Aufgabe 1 ->
Schreibe die Einträge unverändert Zeile für Zeile ab. Beginne bei der Zeile, die „of the jacket“ enthält, und höre erst nach dem letzten Eintrag auf, wobei beide Grenzen dazugehören.
**** Zitierter Text ****
Dank auffälliger Kopfbedeckung und hinreichendem Video- und Bildmaterial, das den Beschuldigten nicht nur vor und nach dem Spiel, sondern sogar während des Pyrotechnik-Einsatzes nicht mit Fackel, sondern Bier in der Hand zeigte, konnte das Verfahren mit Unterstützung der Fanhilfe und Rechtsanwalt Dr. Andreas Hüttl problemlos nach § 170 II StPO (kein hinreichender Tatverdacht) eingestellt werden.
**** Eingabe ****
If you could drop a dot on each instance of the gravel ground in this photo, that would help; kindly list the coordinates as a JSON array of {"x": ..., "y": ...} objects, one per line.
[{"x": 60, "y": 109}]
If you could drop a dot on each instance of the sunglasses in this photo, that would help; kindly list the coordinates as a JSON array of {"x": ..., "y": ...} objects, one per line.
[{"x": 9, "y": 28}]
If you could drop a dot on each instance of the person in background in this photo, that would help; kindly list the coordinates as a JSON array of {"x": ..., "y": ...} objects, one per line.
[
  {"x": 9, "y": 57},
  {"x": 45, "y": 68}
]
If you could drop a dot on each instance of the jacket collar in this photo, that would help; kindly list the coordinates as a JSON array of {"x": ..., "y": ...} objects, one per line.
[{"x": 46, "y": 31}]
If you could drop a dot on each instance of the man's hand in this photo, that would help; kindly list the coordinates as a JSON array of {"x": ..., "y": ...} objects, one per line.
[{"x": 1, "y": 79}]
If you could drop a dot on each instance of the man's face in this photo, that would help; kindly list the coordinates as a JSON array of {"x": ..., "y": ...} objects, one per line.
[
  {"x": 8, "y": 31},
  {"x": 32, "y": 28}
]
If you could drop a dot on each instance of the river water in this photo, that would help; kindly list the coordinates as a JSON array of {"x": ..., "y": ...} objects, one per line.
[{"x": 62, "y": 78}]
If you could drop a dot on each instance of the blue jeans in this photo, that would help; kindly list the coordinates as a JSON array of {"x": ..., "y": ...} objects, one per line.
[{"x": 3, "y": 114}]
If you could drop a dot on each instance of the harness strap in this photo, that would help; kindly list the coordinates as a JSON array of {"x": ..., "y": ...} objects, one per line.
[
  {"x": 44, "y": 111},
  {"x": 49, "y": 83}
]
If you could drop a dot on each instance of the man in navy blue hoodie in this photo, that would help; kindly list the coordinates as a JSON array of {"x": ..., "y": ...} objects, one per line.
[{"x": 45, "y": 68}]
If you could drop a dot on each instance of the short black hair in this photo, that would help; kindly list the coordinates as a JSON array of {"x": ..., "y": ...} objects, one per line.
****
Aufgabe 2 ->
Gib den Text über das eingestellte Verfahren wortgetreu und vollständig wieder.

Richtige Antwort 1 ->
If you could drop a dot on each instance of the jacket collar in this photo, that would help; kindly list the coordinates as a JSON array of {"x": ..., "y": ...} objects, one per line.
[{"x": 46, "y": 31}]
If you could drop a dot on each instance of the man's hand in this photo, that would help; kindly list the coordinates as a JSON array of {"x": ..., "y": ...} objects, one per line.
[{"x": 1, "y": 79}]
If you could drop a dot on each instance of the man's face in this photo, that would help; kindly list the coordinates as a JSON array of {"x": ..., "y": ...} objects, one per line.
[
  {"x": 8, "y": 31},
  {"x": 32, "y": 28}
]
If you could drop a dot on each instance of the river water in this photo, that would help; kindly list the coordinates as a JSON array of {"x": ..., "y": ...} objects, one per line.
[{"x": 62, "y": 78}]
If you could drop a dot on each instance of the blue jeans in this photo, that would help; kindly list the coordinates as a JSON array of {"x": ..., "y": ...} objects, one per line.
[{"x": 3, "y": 114}]
If you could drop a dot on each instance of the harness strap in this photo, that would help; kindly list the coordinates as a JSON array of {"x": ..., "y": ...} objects, one per line.
[
  {"x": 44, "y": 111},
  {"x": 49, "y": 83}
]
If you could drop a dot on each instance of the man in navy blue hoodie in this photo, that would help; kindly list the coordinates as a JSON array of {"x": ..., "y": ...} objects, one per line.
[{"x": 45, "y": 68}]
If you could drop a dot on each instance of the short black hair in this photo, that would help; kindly list the coordinates as a JSON array of {"x": ..., "y": ...} objects, one per line.

Richtige Antwort 2 ->
Dank auffälliger Kopfbedeckung und hinreichendem Video- und Bildmaterial, das den Beschuldigten nicht nur vor und nach dem Spiel, sondern sogar während des Pyrotechnik-Einsatzes nicht mit Fackel, sondern Bier in der Hand zeigte, konnte das Verfahren mit Unterstützung der Fanhilfe und Rechtsanwalt Dr. Andreas Hüttl problemlos nach § 170 II StPO (kein hinreichender Tatverdacht) eingestellt werden.